**Aim of the exercise:** Below is some material; transcribe all of it exactly.
* start Records for the exercise *
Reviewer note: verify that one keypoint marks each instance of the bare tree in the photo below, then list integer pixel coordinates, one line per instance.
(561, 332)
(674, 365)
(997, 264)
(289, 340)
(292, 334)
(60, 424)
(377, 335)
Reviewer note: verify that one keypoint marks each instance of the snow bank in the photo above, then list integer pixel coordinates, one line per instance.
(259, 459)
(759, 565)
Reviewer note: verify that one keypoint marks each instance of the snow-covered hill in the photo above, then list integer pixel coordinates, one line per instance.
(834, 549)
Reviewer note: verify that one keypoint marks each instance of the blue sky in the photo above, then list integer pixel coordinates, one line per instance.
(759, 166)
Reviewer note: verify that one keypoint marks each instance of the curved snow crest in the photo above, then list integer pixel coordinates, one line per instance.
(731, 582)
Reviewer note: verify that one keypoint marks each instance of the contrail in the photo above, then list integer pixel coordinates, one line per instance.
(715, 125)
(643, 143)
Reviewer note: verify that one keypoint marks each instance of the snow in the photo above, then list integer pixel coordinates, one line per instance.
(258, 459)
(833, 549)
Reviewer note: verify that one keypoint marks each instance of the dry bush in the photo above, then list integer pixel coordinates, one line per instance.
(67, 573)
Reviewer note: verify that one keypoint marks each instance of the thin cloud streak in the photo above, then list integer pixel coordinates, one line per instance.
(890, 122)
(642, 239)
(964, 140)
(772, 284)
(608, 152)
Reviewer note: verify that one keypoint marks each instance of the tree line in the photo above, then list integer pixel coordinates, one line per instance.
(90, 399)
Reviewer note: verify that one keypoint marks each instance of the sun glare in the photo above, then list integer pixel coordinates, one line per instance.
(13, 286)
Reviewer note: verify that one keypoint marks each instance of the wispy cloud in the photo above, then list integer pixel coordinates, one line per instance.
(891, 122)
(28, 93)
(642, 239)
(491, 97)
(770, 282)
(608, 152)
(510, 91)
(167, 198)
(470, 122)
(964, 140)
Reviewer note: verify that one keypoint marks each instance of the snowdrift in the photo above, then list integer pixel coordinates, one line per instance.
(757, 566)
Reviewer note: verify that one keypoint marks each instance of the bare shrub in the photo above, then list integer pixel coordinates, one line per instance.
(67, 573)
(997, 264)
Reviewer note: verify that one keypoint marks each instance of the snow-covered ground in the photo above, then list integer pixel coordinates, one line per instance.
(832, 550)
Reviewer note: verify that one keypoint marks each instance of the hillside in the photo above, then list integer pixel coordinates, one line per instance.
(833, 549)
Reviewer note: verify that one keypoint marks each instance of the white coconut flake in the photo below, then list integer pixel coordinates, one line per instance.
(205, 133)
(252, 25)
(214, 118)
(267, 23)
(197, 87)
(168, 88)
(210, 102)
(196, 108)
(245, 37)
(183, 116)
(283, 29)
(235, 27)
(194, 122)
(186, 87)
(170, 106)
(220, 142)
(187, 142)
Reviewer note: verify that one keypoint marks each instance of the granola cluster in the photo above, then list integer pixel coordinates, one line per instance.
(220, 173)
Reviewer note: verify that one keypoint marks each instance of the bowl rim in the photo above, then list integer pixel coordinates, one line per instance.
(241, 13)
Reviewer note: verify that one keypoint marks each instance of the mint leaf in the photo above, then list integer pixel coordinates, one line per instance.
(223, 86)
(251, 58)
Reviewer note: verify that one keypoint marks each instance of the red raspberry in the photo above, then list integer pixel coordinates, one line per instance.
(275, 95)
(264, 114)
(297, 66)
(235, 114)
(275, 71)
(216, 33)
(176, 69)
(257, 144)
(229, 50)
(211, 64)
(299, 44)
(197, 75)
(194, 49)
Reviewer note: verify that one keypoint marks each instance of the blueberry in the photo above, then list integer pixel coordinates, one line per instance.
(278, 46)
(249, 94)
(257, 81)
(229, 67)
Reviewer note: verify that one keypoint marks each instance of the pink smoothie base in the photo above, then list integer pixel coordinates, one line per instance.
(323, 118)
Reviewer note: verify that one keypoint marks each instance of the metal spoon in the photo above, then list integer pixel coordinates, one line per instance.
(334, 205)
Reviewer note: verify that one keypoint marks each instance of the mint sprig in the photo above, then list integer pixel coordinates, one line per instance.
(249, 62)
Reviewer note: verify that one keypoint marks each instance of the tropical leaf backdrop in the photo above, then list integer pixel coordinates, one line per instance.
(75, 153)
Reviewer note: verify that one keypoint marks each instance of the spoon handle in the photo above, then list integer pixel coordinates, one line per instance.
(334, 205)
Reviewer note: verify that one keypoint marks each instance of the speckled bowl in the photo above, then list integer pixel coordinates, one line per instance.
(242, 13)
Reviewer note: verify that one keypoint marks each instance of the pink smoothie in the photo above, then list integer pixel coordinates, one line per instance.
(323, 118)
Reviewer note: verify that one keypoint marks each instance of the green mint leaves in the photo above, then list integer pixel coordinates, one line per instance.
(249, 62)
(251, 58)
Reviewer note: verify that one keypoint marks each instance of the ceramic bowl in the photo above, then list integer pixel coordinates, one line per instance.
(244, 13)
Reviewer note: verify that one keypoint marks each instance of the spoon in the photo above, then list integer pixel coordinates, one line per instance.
* end Records for the exercise *
**Output of the task:**
Reviewer note: verify that one keypoint marks each instance of the bare tree in the photo below, then list integer pixel coordinates, one line per instance.
(561, 332)
(674, 365)
(997, 264)
(289, 340)
(292, 334)
(60, 424)
(377, 335)
Reviewer note: verify that one keypoint marks each instance of the snow bank in the photo above, then list integer pixel coordinates, one line per instance.
(259, 459)
(759, 565)
Reviewer note: verify that one keypoint marks each instance of the snow-covered hill in the photo above, then list integer pixel coordinates, one line per instance.
(834, 549)
Reviewer note: verify that one keypoint marks each instance of the blue sky in the photo above, then list integer pixel coordinates, one line per instance.
(759, 166)
Reviewer note: verify that one keypoint marks each instance of the curved snow crest in the photo above, then list integer pixel coordinates, one line per instance.
(731, 582)
Reviewer note: verify that one keypoint marks each instance of the contrail in the photo above, then list integer pixel coordinates, one line per instance.
(715, 125)
(643, 143)
Reviewer note: verify that one keypoint marks each instance of the snow in the photo above, then list integer pixel coordinates, one line per instance.
(258, 459)
(833, 549)
Reviewer note: verify that one keypoint marks each instance of the dry bush in the photo above, then list integer pixel coordinates, one line per instance.
(67, 573)
Reviewer note: verify that one keypoint marks each instance of the thin cloud streak in the photo above, then list integer pixel coordinates, one line per instance.
(890, 122)
(642, 239)
(964, 140)
(772, 284)
(608, 152)
Reviewer note: verify that one keypoint marks each instance of the tree line in the photo above, then list integer pixel coordinates, one line per instance.
(90, 399)
Reviewer note: verify that one keypoint marks each instance of the sun glare in the photo above, then list integer pixel coordinates, one line per instance.
(13, 286)
Reviewer note: verify that one keypoint marks each instance of the wispy cloud in the photo above, then list integer pixel coordinates, one line per instance.
(891, 122)
(28, 93)
(642, 239)
(491, 97)
(770, 282)
(608, 152)
(510, 91)
(167, 198)
(470, 122)
(964, 140)
Reviewer note: verify that one keypoint marks each instance of the snowdrift in the photo above, then list integer pixel coordinates, one line per instance.
(757, 566)
Reviewer note: verify that one keypoint marks each instance of the bare shrub in the photo above, then list integer pixel coordinates, one line per instance.
(67, 573)
(997, 264)
Reviewer note: verify that one keypoint marks each instance of the snow-covered ground in the photo above, then list integer pixel coordinates, one line per instance.
(832, 550)
Reviewer note: verify that one keypoint marks each instance of the hillside in the photo above, then list integer pixel coordinates, one line per instance.
(833, 549)
Reviewer note: verify that one keypoint marks each instance of the white coconut flake in the photo below, then list integer pixel coordinates, one line per instance.
(205, 133)
(252, 25)
(214, 118)
(267, 23)
(197, 87)
(168, 88)
(210, 102)
(196, 108)
(245, 37)
(183, 116)
(283, 29)
(235, 27)
(194, 122)
(186, 87)
(170, 106)
(220, 142)
(187, 142)
Reviewer note: verify that one keypoint marks each instance of the granola cluster in the photo above, then list integer pixel coordinates, one line per instance.
(220, 173)
Reviewer note: verify that one keypoint marks each instance of the bowl rim in the photo above, then list integer pixel coordinates, one line per instance.
(241, 13)
Reviewer note: verify that one keypoint marks each instance of the mint leaf in the photo above, then list integer pixel coordinates, one line per instance.
(223, 86)
(251, 58)
Reviewer note: verify that one keypoint marks each instance of the red raspberry in the photo above, then list integer pixel coordinates, one line per instance.
(275, 95)
(264, 114)
(297, 66)
(235, 114)
(275, 71)
(216, 33)
(176, 69)
(257, 144)
(229, 50)
(211, 64)
(299, 44)
(197, 75)
(194, 49)
Reviewer note: verify that one keypoint marks each instance of the blueberry in the photo above, then list integer pixel coordinates, one line per instance.
(278, 46)
(249, 94)
(257, 81)
(229, 67)
Reviewer note: verify that one keypoint marks each instance of the pink smoothie base in the photo above, then list integer pixel coordinates, one line per instance.
(323, 118)
Reviewer note: verify that one keypoint marks each instance of the metal spoon in the photo above, then list integer pixel coordinates, one line per instance.
(334, 205)
Reviewer note: verify that one keypoint marks each instance of the mint sprig in the photo above, then list integer pixel coordinates, one line per instance.
(249, 62)
Reviewer note: verify that one keypoint marks each instance of the tropical leaf backdrop in the photo above, then list integer pixel coordinates, one line per instance.
(75, 153)
Reviewer note: verify that one keypoint marks each instance of the spoon handle in the photo above, then list integer pixel coordinates, one line per instance.
(334, 205)
Reviewer note: verify that one keypoint marks each instance of the speckled bowl in the photo above, then list integer pixel coordinates, one line per instance.
(242, 13)
Reviewer note: verify that one keypoint marks each instance of the pink smoothie in the photo above, then list integer pixel coordinates, one line per instance.
(323, 118)
Reviewer note: verify that one keypoint marks each instance of the green mint leaves in the photo above, then list integer pixel coordinates, one line per instance.
(249, 62)
(251, 58)
Reviewer note: verify that one keypoint marks each instance of the ceramic bowl in the photo above, then list integer pixel coordinates, one line per instance.
(244, 13)
Reviewer note: verify that one keypoint marks each instance of the spoon in the photo above, then list integer pixel coordinates, one line per instance.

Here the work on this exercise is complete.